* [Alıştırmalar]
1 > Belgede "Dosya kapsamındaki trafik kaza tespit tutanağı" sözleriyle başlayan paragrafı, ana bilgileri koruyarak daha kısa biçimde yeniden yazın.
2 > Belgeden bir bölümü hiçbir değişiklik yapmadan yazdırın. "Dosya kapsamındaki trafik" sözlerinin bulunduğu yerden başlayın ve "gerçekleşen kazada kusursuzdur." sözlerinden sonra durun.
3 > Belgeye göre ATK Trafik İhtisas Dairesi'nin sunduğu rapor hangi tarihi taşımaktadır?

* [Belge]

++++++++++

Dosya kapsamındaki trafik kaza tespit tutanağı ile yukarıda ayrıntılarına yer verilen bilirkişi raporundaki kusur tespiti arasında çelişki bulunması sebebiyle kusur tespiti hususunda ATK Trafik İhtisas Dairesi’nden rapor alınmış, sunulan 09/08/2021 tarihli raporda özetle;
“I. Alternatif: Sürücü …’in yolun karşı yön bölümünde geçişini yapmakta olduğu sırada sola manevra ile birlikte … plakalı araca çarpmasıyla kaza meydana gelmiş ise;
A) Sürücü …, idaresindeki aracı ile önündeki aracı geçmek istemiş ve geçişini tamamlamadan sağa manevra yaparak iki aracın arasındaki temasla direksiyon hakimiyetini kaybetmesine sebebiyet verdiği anlaşılmakla gerçekleşen kazada asli derecede kusurludur.
B) Sürücü…, idaresindeki aracı ile seyri sırasında hareket alanına yönelen sürücüye karşılık alabileceği bir önlem olmadığı anlaşılmakla gerçekleşen kazada kusursuzdur.

++++++++++

* [Listelenen Öğeler]
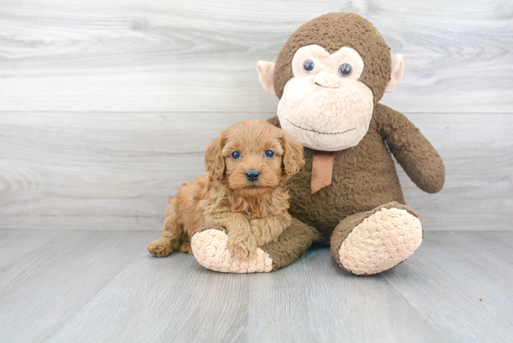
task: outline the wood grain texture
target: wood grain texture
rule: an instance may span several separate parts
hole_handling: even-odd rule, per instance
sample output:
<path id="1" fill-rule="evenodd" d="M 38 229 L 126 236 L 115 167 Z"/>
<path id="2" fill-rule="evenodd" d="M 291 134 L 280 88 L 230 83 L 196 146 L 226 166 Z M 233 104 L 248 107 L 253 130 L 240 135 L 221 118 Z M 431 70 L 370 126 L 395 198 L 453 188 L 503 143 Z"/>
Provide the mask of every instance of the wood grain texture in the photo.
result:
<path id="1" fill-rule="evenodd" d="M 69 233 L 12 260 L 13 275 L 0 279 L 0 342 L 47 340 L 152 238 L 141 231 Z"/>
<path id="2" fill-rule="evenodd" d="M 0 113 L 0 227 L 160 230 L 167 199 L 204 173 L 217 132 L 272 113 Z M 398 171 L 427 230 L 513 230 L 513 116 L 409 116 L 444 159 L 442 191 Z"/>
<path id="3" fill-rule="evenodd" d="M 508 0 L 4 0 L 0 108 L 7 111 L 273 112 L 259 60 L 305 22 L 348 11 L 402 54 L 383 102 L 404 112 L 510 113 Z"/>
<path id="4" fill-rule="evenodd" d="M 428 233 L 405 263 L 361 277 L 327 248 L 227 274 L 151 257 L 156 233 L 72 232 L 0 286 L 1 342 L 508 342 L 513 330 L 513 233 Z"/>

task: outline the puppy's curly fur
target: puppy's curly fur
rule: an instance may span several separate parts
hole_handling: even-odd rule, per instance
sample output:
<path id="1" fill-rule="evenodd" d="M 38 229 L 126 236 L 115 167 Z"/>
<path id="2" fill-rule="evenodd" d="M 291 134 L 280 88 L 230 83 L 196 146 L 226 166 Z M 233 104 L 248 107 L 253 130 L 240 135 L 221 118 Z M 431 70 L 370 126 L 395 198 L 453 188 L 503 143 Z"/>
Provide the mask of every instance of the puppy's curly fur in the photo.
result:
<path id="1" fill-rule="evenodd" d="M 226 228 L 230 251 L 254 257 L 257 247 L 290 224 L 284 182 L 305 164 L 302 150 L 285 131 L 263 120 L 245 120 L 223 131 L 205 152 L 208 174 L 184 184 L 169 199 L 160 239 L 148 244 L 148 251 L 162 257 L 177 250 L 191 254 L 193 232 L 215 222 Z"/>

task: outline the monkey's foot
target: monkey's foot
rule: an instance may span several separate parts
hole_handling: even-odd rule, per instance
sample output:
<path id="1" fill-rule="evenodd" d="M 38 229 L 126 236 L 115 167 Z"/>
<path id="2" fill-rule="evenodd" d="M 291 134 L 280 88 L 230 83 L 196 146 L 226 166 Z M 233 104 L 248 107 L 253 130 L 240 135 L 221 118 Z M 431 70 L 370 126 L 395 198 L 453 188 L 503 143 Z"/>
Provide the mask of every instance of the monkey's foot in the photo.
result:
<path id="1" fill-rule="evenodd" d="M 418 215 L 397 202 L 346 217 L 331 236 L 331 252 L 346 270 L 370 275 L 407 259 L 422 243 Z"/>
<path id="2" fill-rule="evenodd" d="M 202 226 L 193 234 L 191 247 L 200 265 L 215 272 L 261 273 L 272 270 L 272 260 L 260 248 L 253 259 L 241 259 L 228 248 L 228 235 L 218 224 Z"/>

++++++++++

* [Görev Sonuçları]
1 > Kaza tespit tutanağı ile bilirkişi raporundaki kusur tespiti çeliştiği için ATK Trafik İhtisas Dairesi'nden rapor alınmıştır. Bu rapor 09/08/2021 tarihlidir.

2 >
Dosya kapsamındaki trafik kaza tespit tutanağı ile yukarıda ayrıntılarına yer verilen bilirkişi raporundaki kusur tespiti arasında çelişki bulunması sebebiyle kusur tespiti hususunda ATK Trafik İhtisas Dairesi’nden rapor alınmış, sunulan 09/08/2021 tarihli raporda özetle;
“I. Alternatif: Sürücü …’in yolun karşı yön bölümünde geçişini yapmakta olduğu sırada sola manevra ile birlikte … plakalı araca çarpmasıyla kaza meydana gelmiş ise;
A) Sürücü …, idaresindeki aracı ile önündeki aracı geçmek istemiş ve geçişini tamamlamadan sağa manevra yaparak iki aracın arasındaki temasla direksiyon hakimiyetini kaybetmesine sebebiyet verdiği anlaşılmakla gerçekleşen kazada asli derecede kusurludur.
B) Sürücü…, idaresindeki aracı ile seyri sırasında hareket alanına yönelen sürücüye karşılık alabileceği bir önlem olmadığı anlaşılmakla gerçekleşen kazada kusursuzdur.

3 > Rapor 09/08/2021 tarihlidir.